**Extrait de la page:**

En 1956 a été organisée à Moscou une exposition d’une ampleur comparable à celle d’un véritable salon international de l’automobile. Le pavillon d’exposition et l’esplanade de l’Institut NAMI avaient été pris d’assaut par les nouveautés de l’industrie automobile étrangère : voitures particulières, mais aussi camions et autobus. Pour l’époque, il s’agissait d’un évènement sans précédent. Kolesa.ru a pu mettre sur la main sur des photographies jamais publiées de cette exposition. Elles permettent de voir exactement quels modèles étrangers ont été copiés par les ingénieurs soviétiques.
De tous temps, les bureaux d’études des usines automobiles de l’URSS ont soigneusement étudié les nouveautés de l’industrie automobile mondiale. Les ingénieurs soviétiques ne se limitaient pas à la lecture des journaux américains, allemands, anglais et français. Pour une étude complète, ils avaient besoin de vraies voitures. Le Ministère de l’Industrie automobile, à la demande des responsables des bureaux d’études, achetait les modèles étrangers dont on avait besoin - en Europe et aux USA, tous les modèles étaient en vente libre.

**Extrait des données:**
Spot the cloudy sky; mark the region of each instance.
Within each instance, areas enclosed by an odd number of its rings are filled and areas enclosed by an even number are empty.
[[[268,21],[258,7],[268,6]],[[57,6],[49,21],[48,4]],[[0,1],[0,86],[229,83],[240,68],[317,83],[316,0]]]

**Série de tâches:**
1) D'après l'extrait de la page, qui achetait les modèles étrangers à la demande des responsables des bureaux d'études ?
2) Recopiez mot pour mot le passage de l'extrait de la page compris entre « De tous temps, les » et « en vente libre. », bornes incluses.

**Réponses par tâche:**
1) Le Ministère de l'Industrie automobile.

2)
De tous temps, les bureaux d’études des usines automobiles de l’URSS ont soigneusement étudié les nouveautés de l’industrie automobile mondiale. Les ingénieurs soviétiques ne se limitaient pas à la lecture des journaux américains, allemands, anglais et français. Pour une étude complète, ils avaient besoin de vraies voitures. Le Ministère de l’Industrie automobile, à la demande des responsables des bureaux d’études, achetait les modèles étrangers dont on avait besoin - en Europe et aux USA, tous les modèles étaient en vente libre.